### TEXT SEGMENT ###
# brcm80211 - Broadcom opensource driver

## couker

Hi,

I am installing gentoo on laptop with Broadcom wifi card  - 44:00.0 Network controller: Broadcom Corporation Device 4353 (rev 01). This should be supported with new opensource driver in kernel 2.6.37. Compiling driver as a module is without problem, but the module needs to load firmware, which is not in gentoo portage. After some googling I am using firmware from some debian package http://packages.debian.org/unstable/kernel/firmware-brcm80211 which works ok. Wifi works and I am able to connect to my network without problems. I assume that the firmware should be the included in the portage same as eg. b43-firmware or firmwares for intel cards. Should I fill in a bug or did I miss something?

----------

## d2_racing

You should open a bugzilla just to be sure.

----------

## Goeland86

silly question, but where do you put the firmware for the module to load it?
###
> _DIRECTIVES_:
a. Write out the part of the forum thread starting with "# brcm80211 - Broadcom" and going on through "I miss something?", word for word.
b. Extract verbatim the entries starting with the line with "For every instance of the light" and going on through the last line of the entries.
The entries bear no relation to the forum thread.
### LISTED RECORDS ###
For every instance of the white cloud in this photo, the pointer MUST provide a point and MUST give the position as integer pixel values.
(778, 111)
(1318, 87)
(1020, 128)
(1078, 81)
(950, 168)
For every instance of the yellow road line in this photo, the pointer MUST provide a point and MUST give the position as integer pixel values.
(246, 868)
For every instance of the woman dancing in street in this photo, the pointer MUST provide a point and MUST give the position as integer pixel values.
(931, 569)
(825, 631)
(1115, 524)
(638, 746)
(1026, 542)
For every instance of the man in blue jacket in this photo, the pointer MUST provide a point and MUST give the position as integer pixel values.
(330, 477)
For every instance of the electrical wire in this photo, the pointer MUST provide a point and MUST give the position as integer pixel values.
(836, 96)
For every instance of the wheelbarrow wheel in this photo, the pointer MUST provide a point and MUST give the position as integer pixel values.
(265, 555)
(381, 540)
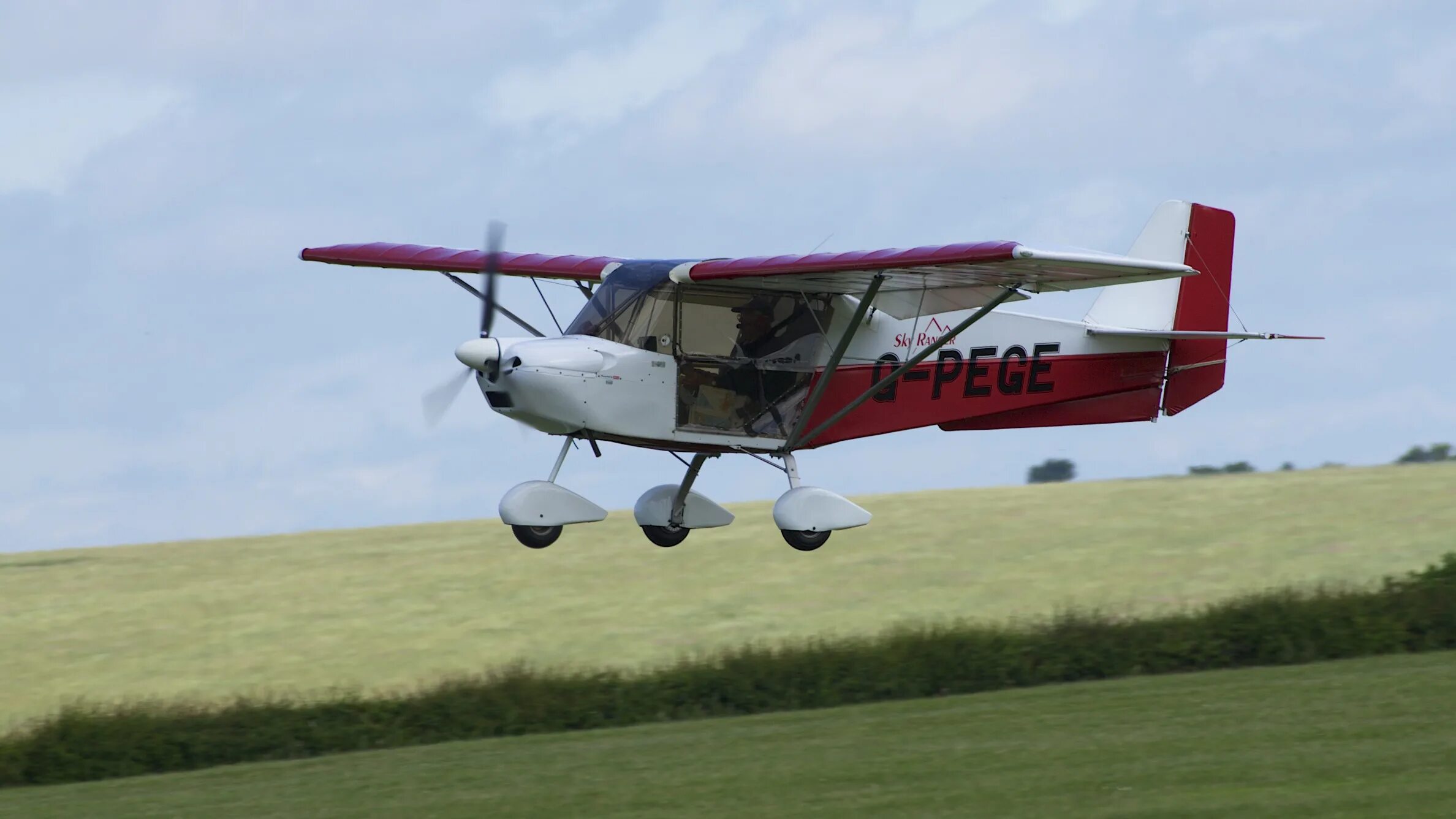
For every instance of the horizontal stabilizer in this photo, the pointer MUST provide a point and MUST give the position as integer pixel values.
(1095, 330)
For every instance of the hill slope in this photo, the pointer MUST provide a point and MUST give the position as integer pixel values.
(388, 607)
(1333, 739)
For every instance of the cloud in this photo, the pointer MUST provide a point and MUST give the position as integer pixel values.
(873, 82)
(597, 86)
(51, 128)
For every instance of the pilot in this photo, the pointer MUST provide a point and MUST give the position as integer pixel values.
(756, 340)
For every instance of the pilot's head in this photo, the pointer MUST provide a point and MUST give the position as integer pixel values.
(754, 319)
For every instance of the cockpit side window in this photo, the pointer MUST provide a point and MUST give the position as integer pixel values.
(746, 359)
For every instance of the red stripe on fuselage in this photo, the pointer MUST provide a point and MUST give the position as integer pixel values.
(946, 391)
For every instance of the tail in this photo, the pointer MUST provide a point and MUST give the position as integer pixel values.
(1202, 238)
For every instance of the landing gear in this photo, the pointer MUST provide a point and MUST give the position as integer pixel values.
(807, 515)
(536, 537)
(666, 535)
(804, 539)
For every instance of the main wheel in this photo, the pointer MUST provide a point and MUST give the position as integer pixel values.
(536, 537)
(804, 541)
(666, 535)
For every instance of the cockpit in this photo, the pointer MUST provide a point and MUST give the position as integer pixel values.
(745, 357)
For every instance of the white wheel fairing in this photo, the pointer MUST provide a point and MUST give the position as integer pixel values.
(814, 509)
(656, 509)
(542, 503)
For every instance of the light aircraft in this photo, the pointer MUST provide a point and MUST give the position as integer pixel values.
(772, 354)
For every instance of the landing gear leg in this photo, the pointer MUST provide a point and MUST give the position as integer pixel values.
(675, 532)
(536, 511)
###
> _ANSWERS PROVIDED_:
a.
# brcm80211 - Broadcom opensource driver

## couker

Hi,

I am installing gentoo on laptop with Broadcom wifi card  - 44:00.0 Network controller: Broadcom Corporation Device 4353 (rev 01). This should be supported with new opensource driver in kernel 2.6.37. Compiling driver as a module is without problem, but the module needs to load firmware, which is not in gentoo portage. After some googling I am using firmware from some debian package http://packages.debian.org/unstable/kernel/firmware-brcm80211 which works ok. Wifi works and I am able to connect to my network without problems. I assume that the firmware should be the included in the portage same as eg. b43-firmware or firmwares for intel cards. Should I fill in a bug or did I miss something?

b.
For every instance of the light aircraft in this photo, the pointer MUST provide a point and MUST give the position as integer pixel values.
(772, 354)
For every instance of the landing gear leg in this photo, the pointer MUST provide a point and MUST give the position as integer pixel values.
(675, 532)
(536, 511)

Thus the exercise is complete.